● What to do:
Copy the listing below verbatim, leaving out the pictures.

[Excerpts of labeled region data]
--- Start ---
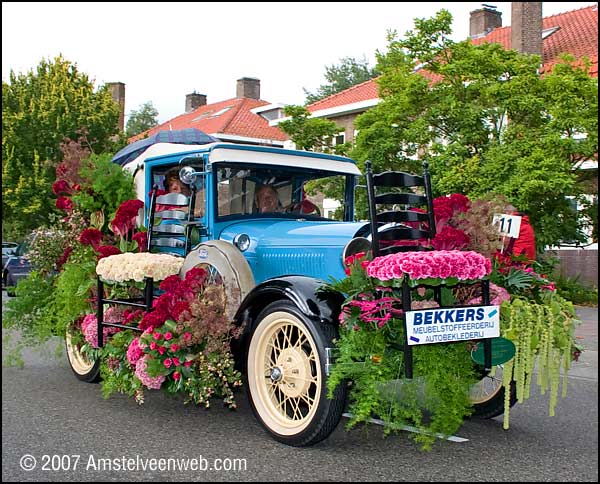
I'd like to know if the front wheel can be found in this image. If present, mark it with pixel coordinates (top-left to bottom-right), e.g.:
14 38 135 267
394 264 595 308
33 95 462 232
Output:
247 301 347 446
469 365 517 418
65 325 100 383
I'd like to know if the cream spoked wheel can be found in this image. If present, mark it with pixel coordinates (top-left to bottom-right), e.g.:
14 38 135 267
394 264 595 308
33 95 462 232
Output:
469 365 516 418
252 312 322 435
65 325 100 383
247 301 345 445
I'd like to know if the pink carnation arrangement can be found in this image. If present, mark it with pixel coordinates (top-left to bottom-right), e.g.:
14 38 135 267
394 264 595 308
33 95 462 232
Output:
367 250 492 281
127 337 144 366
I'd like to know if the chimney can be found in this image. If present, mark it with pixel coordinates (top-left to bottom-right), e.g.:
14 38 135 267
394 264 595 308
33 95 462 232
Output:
469 4 502 39
510 2 542 56
236 77 260 99
185 91 206 113
107 82 125 131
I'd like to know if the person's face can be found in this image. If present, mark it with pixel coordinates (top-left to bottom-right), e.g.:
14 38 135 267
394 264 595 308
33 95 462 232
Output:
168 179 185 193
256 187 277 213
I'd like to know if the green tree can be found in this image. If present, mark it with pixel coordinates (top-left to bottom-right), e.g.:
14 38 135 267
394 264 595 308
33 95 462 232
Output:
2 56 120 238
125 101 158 138
303 57 379 104
279 105 351 207
352 10 598 247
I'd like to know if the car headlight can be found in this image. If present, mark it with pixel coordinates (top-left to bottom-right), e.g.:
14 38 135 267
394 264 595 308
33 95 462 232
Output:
233 234 250 252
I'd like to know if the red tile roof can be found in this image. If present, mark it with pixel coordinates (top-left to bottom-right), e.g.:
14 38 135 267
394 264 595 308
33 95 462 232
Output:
129 98 288 143
307 4 598 112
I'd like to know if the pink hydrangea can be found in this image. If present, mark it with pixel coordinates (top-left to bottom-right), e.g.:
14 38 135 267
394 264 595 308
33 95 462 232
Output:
127 338 144 366
135 355 165 390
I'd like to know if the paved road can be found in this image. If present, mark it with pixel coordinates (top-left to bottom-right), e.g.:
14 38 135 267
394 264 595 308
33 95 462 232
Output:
2 290 598 482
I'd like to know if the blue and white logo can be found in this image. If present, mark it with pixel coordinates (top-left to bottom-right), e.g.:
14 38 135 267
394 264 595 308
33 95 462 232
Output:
406 306 500 345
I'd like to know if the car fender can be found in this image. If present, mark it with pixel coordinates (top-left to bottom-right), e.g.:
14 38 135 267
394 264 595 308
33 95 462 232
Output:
231 275 344 362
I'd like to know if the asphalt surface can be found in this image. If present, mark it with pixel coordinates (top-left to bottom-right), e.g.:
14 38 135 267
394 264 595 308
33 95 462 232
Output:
2 294 598 482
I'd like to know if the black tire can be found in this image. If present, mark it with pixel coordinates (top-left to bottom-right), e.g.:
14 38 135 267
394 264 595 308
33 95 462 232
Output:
246 301 347 447
65 326 100 383
471 365 517 419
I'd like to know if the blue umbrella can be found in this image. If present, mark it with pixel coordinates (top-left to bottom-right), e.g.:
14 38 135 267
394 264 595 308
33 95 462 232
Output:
112 128 220 166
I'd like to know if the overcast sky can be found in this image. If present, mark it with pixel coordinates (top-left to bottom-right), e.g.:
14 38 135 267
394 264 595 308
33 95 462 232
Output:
2 2 595 122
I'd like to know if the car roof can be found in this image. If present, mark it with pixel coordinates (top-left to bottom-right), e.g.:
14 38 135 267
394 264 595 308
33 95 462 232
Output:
132 143 361 175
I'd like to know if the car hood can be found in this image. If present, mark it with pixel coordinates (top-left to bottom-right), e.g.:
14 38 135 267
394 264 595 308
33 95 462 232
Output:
219 219 368 251
220 219 368 283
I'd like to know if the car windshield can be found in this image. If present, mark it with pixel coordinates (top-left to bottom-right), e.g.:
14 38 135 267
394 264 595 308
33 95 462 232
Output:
216 164 346 218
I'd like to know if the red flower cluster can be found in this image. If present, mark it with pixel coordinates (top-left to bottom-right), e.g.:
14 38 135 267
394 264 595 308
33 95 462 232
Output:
433 193 471 226
431 225 471 250
110 200 144 237
139 268 208 331
56 196 74 212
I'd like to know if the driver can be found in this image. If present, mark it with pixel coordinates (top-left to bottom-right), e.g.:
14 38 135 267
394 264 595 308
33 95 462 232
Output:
255 185 282 213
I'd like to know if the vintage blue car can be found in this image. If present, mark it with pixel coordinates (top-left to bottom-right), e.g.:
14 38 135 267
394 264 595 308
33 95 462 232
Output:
67 143 503 446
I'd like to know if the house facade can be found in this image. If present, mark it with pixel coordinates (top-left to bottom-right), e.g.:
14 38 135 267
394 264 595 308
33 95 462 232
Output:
271 2 598 285
128 77 287 147
271 2 598 148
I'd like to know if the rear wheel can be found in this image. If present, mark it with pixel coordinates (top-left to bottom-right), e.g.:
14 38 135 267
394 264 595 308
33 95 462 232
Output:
469 365 517 418
4 274 17 297
65 324 100 383
247 301 347 446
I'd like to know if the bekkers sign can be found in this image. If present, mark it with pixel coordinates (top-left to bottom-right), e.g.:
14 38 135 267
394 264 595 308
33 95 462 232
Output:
406 306 500 346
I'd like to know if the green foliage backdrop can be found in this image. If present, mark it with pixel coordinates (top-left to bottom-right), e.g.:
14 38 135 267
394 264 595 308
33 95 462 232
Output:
2 56 120 238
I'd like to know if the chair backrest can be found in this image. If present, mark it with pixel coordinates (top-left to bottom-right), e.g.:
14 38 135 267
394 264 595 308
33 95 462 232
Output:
365 161 435 257
147 185 196 256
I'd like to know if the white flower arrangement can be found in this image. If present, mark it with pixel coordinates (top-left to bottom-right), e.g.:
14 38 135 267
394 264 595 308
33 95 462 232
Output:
96 252 183 282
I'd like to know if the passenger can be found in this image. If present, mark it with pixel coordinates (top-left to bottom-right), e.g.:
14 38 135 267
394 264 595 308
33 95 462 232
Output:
156 167 204 217
255 185 282 213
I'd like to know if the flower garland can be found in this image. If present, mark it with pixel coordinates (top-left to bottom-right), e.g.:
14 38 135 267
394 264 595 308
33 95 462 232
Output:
101 268 241 408
96 252 183 282
327 251 576 449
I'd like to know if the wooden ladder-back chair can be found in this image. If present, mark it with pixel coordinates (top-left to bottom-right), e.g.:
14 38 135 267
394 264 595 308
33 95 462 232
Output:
366 161 435 257
147 185 196 256
365 161 491 378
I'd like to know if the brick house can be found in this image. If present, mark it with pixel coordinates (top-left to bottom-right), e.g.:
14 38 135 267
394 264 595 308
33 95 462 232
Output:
278 2 598 147
128 77 287 147
271 2 598 286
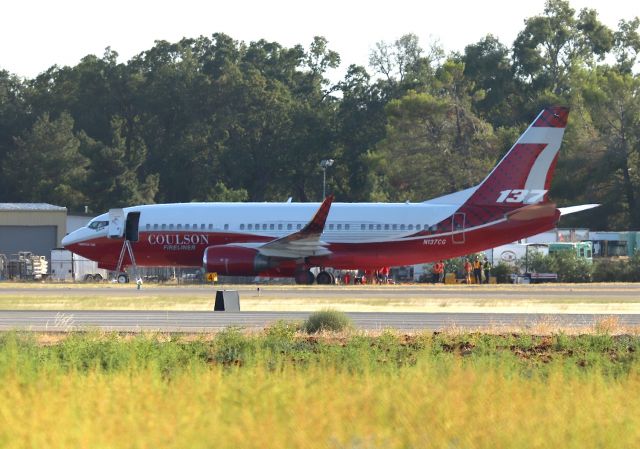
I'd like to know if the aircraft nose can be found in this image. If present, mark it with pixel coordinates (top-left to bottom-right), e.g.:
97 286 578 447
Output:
62 228 84 248
62 232 74 248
--- End ---
● Output for this exercise:
I'd like to know if the front wheel can be found in this image. If present, mark it with pixel coordinates (top-left to bottom-right), e.g.:
14 38 135 267
394 264 595 308
33 95 462 232
Output:
247 301 347 446
469 365 517 418
65 325 100 383
I'd like to know if the cream spoked wheel can be found in this image. If present, mark it with pixel coordinates (top-left to bottom-right), e.g.:
14 38 135 267
394 264 595 308
33 95 462 232
Output:
469 365 516 418
252 312 322 435
65 325 100 383
247 301 345 445
I'd like to know if the pink carnation arrangement can be found in this image. If present, mark it with pixel coordinates (top-left to bottom-right), e.g.:
14 38 135 267
394 264 595 308
33 95 462 232
Output:
367 250 492 281
127 337 144 366
I'd like to know if the chimney can be found in this image. If present, mark it with pixel coordinates (top-left to bottom-right), e.g.:
14 38 135 267
394 264 595 308
33 95 462 232
Output:
469 4 502 39
510 2 542 56
236 77 260 99
185 91 206 113
107 82 125 131
I'd like to know if the person's face can be found in this image. If present, mark it with pixel coordinates (top-left to bottom-right), e.g.:
14 38 135 267
394 264 595 308
33 95 462 232
Output:
168 179 185 193
256 187 277 213
I'd like to know if the green tree can be found in this image. If present, mark it with pixel coordinates (top-left to bottom-right), e.g.:
14 38 135 267
394 264 595 308
33 95 462 232
Output:
2 56 120 238
125 101 158 138
303 57 379 104
279 105 351 207
352 10 598 247
I'd like to know if the car headlight can be found in this image. If present, mark it with pixel coordinates (top-left to bottom-right), e.g.:
14 38 135 267
394 264 595 308
33 95 462 232
Output:
233 234 250 252
I'd like to know if the red tile roof can be found in this image. If present, mark it with pixel coordinates (top-left to bottom-right), e.g.:
14 38 135 267
394 264 595 308
33 95 462 232
Output:
129 98 288 143
307 4 598 112
I'd like to know if the pink hydrangea can be found in this image. If present, mark it with pixel coordinates (top-left to bottom-right), e.g.:
14 38 135 267
394 264 595 308
33 95 462 232
Output:
127 338 144 366
135 355 165 390
I'd like to know if the paved road can be found in this image. If present, mark it with pixel coordinates (top-left to bottom-right), e.g.:
14 38 135 267
394 264 595 308
33 95 462 232
Output:
2 290 598 482
I'd like to know if the blue and white logo can be found in this image. If present, mark it with pixel coordinates (top-left to bottom-right), e.g.:
14 38 135 267
394 264 595 308
33 95 462 232
Output:
406 306 500 345
I'd like to know if the car fender can be found in this image. If present, mark it with pixel coordinates (top-left to bottom-right), e.g.:
14 38 135 267
394 264 595 308
33 95 462 232
Output:
231 275 344 362
I'd like to know if the asphalt surface can be found in this image. If present, mark it with pixel coordinates (top-left to bottom-right), e.g.:
14 38 135 267
394 264 595 308
33 95 462 232
Output:
2 294 598 482
I'd like to know if the black tire can be found in this image. If present, mark it with pixel coordinates (top-left to bottom-right), e.g.:
14 38 135 267
394 264 595 308
33 95 462 232
Output:
246 301 347 447
65 326 100 383
471 365 517 419
I'd like to know if the blue umbrella can be found in this image. If present, mark it with pixel coordinates (top-left to bottom-right), e.g.:
14 38 135 267
394 264 595 308
33 95 462 232
Output:
112 128 220 166
I'd like to know if the overcast sky can be found in this image. If present, mark it with pixel coordinates (top-left to bottom-right), e.g.:
14 38 135 267
394 264 595 308
33 95 462 232
Output:
2 2 595 122
I'd like to know if the car roof can be found in this image. If present, mark it with pixel coordinates (top-left to bottom-right), e.g.:
14 38 135 267
394 264 595 308
33 95 462 232
Output:
132 143 361 175
I'd like to know if the car hood can be found in this image. If present, mark it with pixel coordinates (top-left to bottom-right), e.g.:
14 38 135 267
394 264 595 308
33 95 462 232
Output:
219 219 368 251
220 219 368 283
I'd like to know if the car windshield can be found in this image. If present, mark it with pixel coordinates (top-left to bottom-right), e.g.:
14 38 135 267
394 264 595 308
33 95 462 232
Output:
216 164 346 218
I'd like to know if the red flower cluster can be found in this image. If present, mark it with pixel coordinates (top-left to bottom-right), e.g.:
14 38 135 267
394 264 595 308
33 95 462 232
Output:
433 193 471 226
431 225 471 250
110 200 144 237
139 268 208 331
56 196 74 212
I'd like to know if the driver can be found in this image. If present, mark it with pixel coordinates (top-left to bottom-right), e.g.:
14 38 135 267
394 264 595 308
33 95 462 232
Output:
255 185 282 213
I'd like to know if the vintage blue car can be found in this image. If present, mark it with pixel coordinates (top-left to bottom-right), e.g.:
14 38 135 267
394 264 595 308
33 95 462 232
Output:
67 143 503 446
I'd like to know if the house facade can be found in this image. If present, mark it with pixel coordinates (top-left to bottom-right), e.g.:
14 38 135 267
394 264 595 308
33 95 462 232
Output:
271 2 598 285
128 77 287 147
271 2 598 148
I'd like to know if the rear wheel can be found in this image. If present, mark it with pixel coordinates (top-left to bottom-right), e.g.:
14 38 135 267
394 264 595 308
33 95 462 232
Output:
469 365 517 418
4 274 17 297
65 324 100 383
247 301 347 446
I'd like to know if the bekkers sign can be found in this image. If present, mark it with pixel coordinates (top-left to bottom-right), e.g.:
14 38 135 267
394 264 595 308
33 95 462 232
Output:
406 306 500 346
I'd like to know if the green foliage backdrop can be found in this image. If present, mark it with pixel coordinates (top-left to bottom-right), e.g.:
14 38 135 267
394 264 595 308
33 95 462 232
Output:
2 56 120 238
I'd like to know if the chair backrest can be found in this image. If present, mark it with pixel coordinates (top-left to bottom-right), e.g.:
14 38 135 267
394 264 595 308
33 95 462 232
Output:
365 161 435 257
147 185 196 256
I'd like to know if the white flower arrangement can be found in this image. If present, mark it with pixel coordinates (top-left to bottom-right), e.g.:
14 38 135 267
394 264 595 308
33 95 462 232
Output:
96 252 183 282
I'd like to know if the passenger can be found in this image. If present, mark it with pixel coordinates (top-left to bottom-right), e.g.:
14 38 135 267
394 264 595 308
33 95 462 232
Output:
156 167 204 217
255 185 282 213
I'd like to know if the flower garland can be found in this image. If present, mark it with pixel coordinates (top-left to bottom-right), e.g.:
14 38 135 267
394 264 595 308
33 95 462 232
Output:
101 268 241 408
96 252 183 282
327 251 576 449
I'd like to know if the wooden ladder-back chair can be found in this image. If present, mark it with pixel coordinates (top-left to bottom-right), e.g.:
14 38 135 267
394 264 595 308
33 95 462 232
Output:
366 161 435 257
147 185 196 256
365 161 491 378
I'd like to know if the brick house can be found in this image. If present, mark it with pixel coordinates (top-left to bottom-right), e.g.:
14 38 135 267
394 264 595 308
33 95 462 232
Output:
278 2 598 147
128 77 287 147
271 2 598 286
I'd like to know if the aircraft nose can be found in this image. If present, mark it with pixel coordinates (top-left to bottom-right), e.g.:
97 286 578 447
Output:
62 228 84 248
62 232 74 248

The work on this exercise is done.